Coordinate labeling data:
────────
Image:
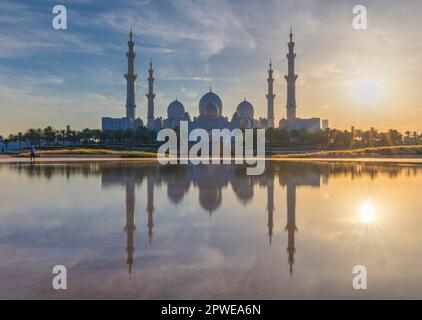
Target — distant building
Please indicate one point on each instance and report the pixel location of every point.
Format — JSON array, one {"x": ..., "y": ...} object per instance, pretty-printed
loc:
[
  {"x": 130, "y": 122},
  {"x": 210, "y": 106},
  {"x": 292, "y": 122},
  {"x": 325, "y": 125}
]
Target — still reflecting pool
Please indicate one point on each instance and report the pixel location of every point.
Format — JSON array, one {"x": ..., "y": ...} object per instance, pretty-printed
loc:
[{"x": 145, "y": 231}]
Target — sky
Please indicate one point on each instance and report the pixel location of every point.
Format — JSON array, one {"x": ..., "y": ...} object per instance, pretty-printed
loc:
[{"x": 365, "y": 78}]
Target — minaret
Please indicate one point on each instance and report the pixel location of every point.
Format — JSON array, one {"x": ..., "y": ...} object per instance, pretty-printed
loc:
[
  {"x": 130, "y": 222},
  {"x": 270, "y": 98},
  {"x": 150, "y": 206},
  {"x": 291, "y": 81},
  {"x": 270, "y": 206},
  {"x": 291, "y": 223},
  {"x": 130, "y": 79},
  {"x": 150, "y": 96}
]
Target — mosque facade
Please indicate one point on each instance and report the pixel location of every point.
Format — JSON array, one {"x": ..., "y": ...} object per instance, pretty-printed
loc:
[{"x": 210, "y": 108}]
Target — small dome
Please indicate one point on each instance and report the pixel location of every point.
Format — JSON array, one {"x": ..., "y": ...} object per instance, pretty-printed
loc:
[
  {"x": 245, "y": 123},
  {"x": 175, "y": 110},
  {"x": 211, "y": 110},
  {"x": 245, "y": 110},
  {"x": 158, "y": 124},
  {"x": 264, "y": 123},
  {"x": 210, "y": 97}
]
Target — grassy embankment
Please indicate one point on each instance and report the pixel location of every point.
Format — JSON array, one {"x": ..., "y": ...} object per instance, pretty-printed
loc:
[
  {"x": 358, "y": 153},
  {"x": 93, "y": 152}
]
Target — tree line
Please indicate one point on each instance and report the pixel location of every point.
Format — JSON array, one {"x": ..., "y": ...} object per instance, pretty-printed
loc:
[
  {"x": 52, "y": 137},
  {"x": 324, "y": 139}
]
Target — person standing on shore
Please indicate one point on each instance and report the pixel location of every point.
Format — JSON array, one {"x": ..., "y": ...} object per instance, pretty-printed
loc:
[{"x": 32, "y": 156}]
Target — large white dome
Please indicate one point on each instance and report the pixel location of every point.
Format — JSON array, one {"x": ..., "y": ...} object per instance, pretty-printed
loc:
[
  {"x": 175, "y": 110},
  {"x": 245, "y": 110},
  {"x": 211, "y": 110},
  {"x": 208, "y": 98}
]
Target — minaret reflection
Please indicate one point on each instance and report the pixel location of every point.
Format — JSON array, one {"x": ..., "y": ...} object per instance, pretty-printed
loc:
[
  {"x": 294, "y": 175},
  {"x": 270, "y": 206},
  {"x": 130, "y": 222},
  {"x": 150, "y": 206},
  {"x": 291, "y": 223}
]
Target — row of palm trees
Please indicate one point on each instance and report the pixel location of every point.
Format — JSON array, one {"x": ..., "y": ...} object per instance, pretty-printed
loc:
[
  {"x": 330, "y": 138},
  {"x": 52, "y": 137},
  {"x": 335, "y": 139}
]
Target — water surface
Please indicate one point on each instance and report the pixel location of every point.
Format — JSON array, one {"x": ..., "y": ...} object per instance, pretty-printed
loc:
[{"x": 141, "y": 230}]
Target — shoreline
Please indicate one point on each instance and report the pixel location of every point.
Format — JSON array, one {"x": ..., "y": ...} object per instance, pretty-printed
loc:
[{"x": 409, "y": 159}]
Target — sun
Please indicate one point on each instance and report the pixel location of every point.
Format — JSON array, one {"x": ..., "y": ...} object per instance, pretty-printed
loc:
[
  {"x": 367, "y": 91},
  {"x": 367, "y": 212}
]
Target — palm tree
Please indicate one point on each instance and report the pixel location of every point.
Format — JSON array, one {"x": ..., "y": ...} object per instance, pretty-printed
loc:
[
  {"x": 49, "y": 134},
  {"x": 20, "y": 140}
]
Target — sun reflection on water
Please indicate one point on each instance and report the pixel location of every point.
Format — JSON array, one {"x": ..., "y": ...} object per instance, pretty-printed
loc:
[{"x": 368, "y": 213}]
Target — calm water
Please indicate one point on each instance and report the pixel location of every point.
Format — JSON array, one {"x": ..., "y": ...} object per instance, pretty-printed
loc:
[{"x": 136, "y": 230}]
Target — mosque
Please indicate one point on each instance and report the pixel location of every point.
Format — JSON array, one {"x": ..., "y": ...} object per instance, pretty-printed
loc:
[{"x": 211, "y": 106}]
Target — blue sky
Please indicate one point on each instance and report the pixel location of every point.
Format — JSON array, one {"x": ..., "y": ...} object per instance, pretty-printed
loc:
[{"x": 75, "y": 76}]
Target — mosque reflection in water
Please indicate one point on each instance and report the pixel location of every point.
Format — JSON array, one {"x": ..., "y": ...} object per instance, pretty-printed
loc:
[{"x": 210, "y": 181}]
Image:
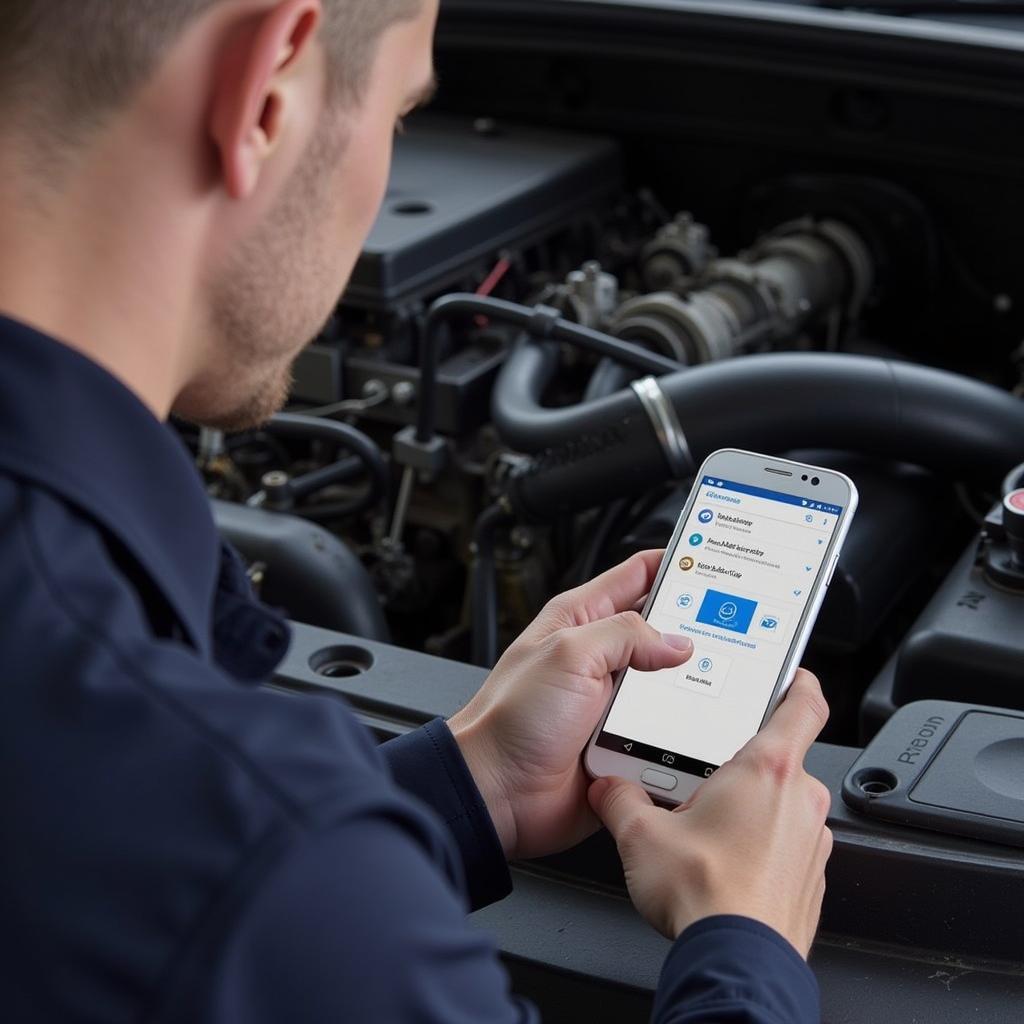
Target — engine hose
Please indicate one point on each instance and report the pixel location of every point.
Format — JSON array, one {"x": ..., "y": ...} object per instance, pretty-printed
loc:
[
  {"x": 608, "y": 377},
  {"x": 484, "y": 589},
  {"x": 341, "y": 434},
  {"x": 958, "y": 427},
  {"x": 538, "y": 322},
  {"x": 1014, "y": 479}
]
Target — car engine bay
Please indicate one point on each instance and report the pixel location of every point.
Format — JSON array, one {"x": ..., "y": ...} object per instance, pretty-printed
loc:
[{"x": 628, "y": 236}]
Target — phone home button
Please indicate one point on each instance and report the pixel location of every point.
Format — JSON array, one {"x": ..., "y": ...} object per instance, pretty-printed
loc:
[{"x": 660, "y": 779}]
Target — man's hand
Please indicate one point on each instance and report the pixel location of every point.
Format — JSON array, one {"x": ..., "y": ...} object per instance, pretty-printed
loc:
[
  {"x": 523, "y": 733},
  {"x": 752, "y": 841}
]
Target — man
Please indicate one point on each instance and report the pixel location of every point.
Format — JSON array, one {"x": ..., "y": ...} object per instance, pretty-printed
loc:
[{"x": 184, "y": 186}]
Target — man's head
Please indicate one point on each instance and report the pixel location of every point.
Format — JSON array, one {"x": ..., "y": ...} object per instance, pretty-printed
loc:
[{"x": 249, "y": 139}]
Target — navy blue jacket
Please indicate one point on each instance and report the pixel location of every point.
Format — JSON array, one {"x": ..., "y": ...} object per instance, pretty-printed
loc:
[{"x": 181, "y": 845}]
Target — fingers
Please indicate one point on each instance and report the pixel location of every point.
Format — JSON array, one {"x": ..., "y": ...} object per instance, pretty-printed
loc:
[
  {"x": 602, "y": 647},
  {"x": 800, "y": 718},
  {"x": 617, "y": 590},
  {"x": 619, "y": 804}
]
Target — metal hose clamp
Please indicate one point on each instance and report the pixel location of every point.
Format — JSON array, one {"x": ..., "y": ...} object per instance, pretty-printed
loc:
[{"x": 667, "y": 426}]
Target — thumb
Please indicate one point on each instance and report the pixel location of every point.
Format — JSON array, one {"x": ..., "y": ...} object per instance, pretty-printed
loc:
[
  {"x": 606, "y": 645},
  {"x": 617, "y": 803}
]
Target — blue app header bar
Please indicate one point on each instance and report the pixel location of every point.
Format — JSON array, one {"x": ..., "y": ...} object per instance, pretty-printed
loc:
[{"x": 772, "y": 496}]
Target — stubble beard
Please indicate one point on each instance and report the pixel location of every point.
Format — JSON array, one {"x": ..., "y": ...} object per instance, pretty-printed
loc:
[{"x": 273, "y": 299}]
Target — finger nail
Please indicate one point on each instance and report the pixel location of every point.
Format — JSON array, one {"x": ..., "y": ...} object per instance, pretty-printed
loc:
[{"x": 680, "y": 643}]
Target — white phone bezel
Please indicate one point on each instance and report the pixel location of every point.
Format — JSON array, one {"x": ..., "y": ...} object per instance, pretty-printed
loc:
[{"x": 758, "y": 470}]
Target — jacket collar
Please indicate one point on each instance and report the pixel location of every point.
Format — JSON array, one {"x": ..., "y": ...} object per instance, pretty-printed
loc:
[{"x": 68, "y": 425}]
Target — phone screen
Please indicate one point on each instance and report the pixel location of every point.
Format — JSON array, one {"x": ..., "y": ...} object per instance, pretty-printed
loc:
[{"x": 737, "y": 584}]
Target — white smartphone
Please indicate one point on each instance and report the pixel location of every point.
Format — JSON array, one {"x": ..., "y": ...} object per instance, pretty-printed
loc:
[{"x": 743, "y": 577}]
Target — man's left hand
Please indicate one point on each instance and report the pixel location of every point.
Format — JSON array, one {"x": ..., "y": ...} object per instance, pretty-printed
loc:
[{"x": 523, "y": 733}]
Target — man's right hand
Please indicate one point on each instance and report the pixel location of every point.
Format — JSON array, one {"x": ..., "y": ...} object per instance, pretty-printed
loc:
[{"x": 752, "y": 841}]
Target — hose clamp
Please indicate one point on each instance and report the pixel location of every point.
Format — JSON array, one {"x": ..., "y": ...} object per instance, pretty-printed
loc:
[{"x": 667, "y": 426}]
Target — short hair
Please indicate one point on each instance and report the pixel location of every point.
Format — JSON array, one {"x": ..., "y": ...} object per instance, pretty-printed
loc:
[{"x": 79, "y": 60}]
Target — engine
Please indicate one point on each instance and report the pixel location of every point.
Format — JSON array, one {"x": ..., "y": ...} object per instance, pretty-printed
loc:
[{"x": 536, "y": 352}]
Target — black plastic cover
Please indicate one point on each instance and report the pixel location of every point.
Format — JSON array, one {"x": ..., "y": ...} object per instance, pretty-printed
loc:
[
  {"x": 949, "y": 767},
  {"x": 459, "y": 194}
]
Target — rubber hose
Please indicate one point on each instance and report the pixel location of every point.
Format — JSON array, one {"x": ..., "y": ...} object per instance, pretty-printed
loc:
[
  {"x": 958, "y": 427},
  {"x": 484, "y": 589},
  {"x": 450, "y": 306},
  {"x": 608, "y": 377},
  {"x": 364, "y": 448}
]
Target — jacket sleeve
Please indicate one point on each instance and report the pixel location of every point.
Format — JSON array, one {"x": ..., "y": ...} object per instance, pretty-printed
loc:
[
  {"x": 428, "y": 764},
  {"x": 732, "y": 970},
  {"x": 358, "y": 924}
]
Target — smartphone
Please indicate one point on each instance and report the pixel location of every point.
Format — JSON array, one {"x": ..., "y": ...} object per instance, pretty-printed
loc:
[{"x": 743, "y": 576}]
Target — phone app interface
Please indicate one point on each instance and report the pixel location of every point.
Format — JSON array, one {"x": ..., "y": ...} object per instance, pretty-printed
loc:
[{"x": 737, "y": 585}]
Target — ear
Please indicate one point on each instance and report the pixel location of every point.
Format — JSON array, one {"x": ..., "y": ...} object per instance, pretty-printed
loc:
[{"x": 249, "y": 110}]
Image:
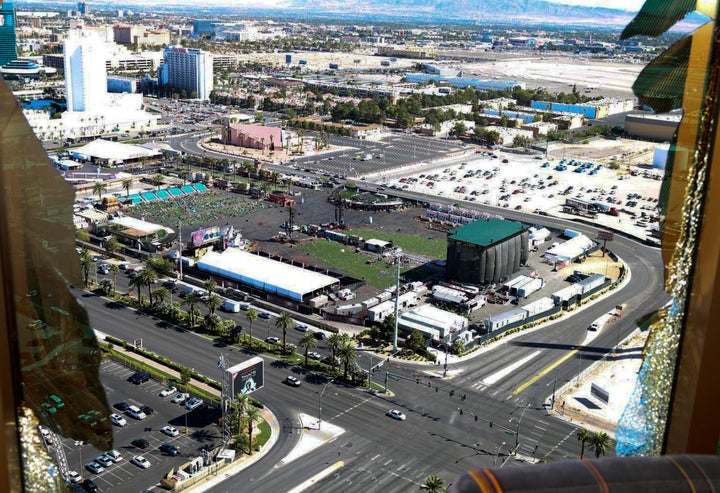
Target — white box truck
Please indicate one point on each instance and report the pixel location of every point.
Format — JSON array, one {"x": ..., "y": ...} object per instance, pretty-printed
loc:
[{"x": 231, "y": 306}]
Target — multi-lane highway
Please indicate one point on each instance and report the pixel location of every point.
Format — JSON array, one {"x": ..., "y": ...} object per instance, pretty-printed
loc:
[{"x": 506, "y": 385}]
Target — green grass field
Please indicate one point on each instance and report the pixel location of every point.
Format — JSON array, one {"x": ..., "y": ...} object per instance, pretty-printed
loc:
[
  {"x": 344, "y": 259},
  {"x": 435, "y": 248}
]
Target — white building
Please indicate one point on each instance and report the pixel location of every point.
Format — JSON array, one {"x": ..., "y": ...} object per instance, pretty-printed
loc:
[
  {"x": 189, "y": 69},
  {"x": 85, "y": 74}
]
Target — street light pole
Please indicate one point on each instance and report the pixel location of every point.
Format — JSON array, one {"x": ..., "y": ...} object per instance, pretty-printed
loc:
[
  {"x": 398, "y": 255},
  {"x": 517, "y": 430},
  {"x": 320, "y": 403}
]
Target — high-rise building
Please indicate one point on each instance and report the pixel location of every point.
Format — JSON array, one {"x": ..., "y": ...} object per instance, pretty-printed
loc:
[
  {"x": 189, "y": 69},
  {"x": 85, "y": 72},
  {"x": 8, "y": 41}
]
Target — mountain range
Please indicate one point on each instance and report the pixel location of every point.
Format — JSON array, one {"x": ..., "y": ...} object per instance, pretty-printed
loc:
[{"x": 526, "y": 12}]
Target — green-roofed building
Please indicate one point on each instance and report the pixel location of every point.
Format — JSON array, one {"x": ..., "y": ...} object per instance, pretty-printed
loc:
[{"x": 486, "y": 251}]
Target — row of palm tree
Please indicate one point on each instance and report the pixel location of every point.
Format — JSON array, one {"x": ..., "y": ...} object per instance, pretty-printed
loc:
[
  {"x": 247, "y": 415},
  {"x": 598, "y": 442}
]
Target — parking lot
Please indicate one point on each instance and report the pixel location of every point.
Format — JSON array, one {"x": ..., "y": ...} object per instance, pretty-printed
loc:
[
  {"x": 123, "y": 475},
  {"x": 393, "y": 151}
]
────────
→ **YOUR INSTRUCTIONS**
Can you give again the part of the entries that opens with the line containing "Target — parking lot" and runs through the end of the entries, request lines included, shifting every x and y coordinate in the answers by -55?

→ **RESULT OF THE TASK**
Target — parking lot
Please indicate one point on each instance and report the pixel location of every point.
Format — JSON array, one {"x": ..., "y": ...} object per instance, pretty-printed
loc:
[
  {"x": 68, "y": 420},
  {"x": 338, "y": 96}
]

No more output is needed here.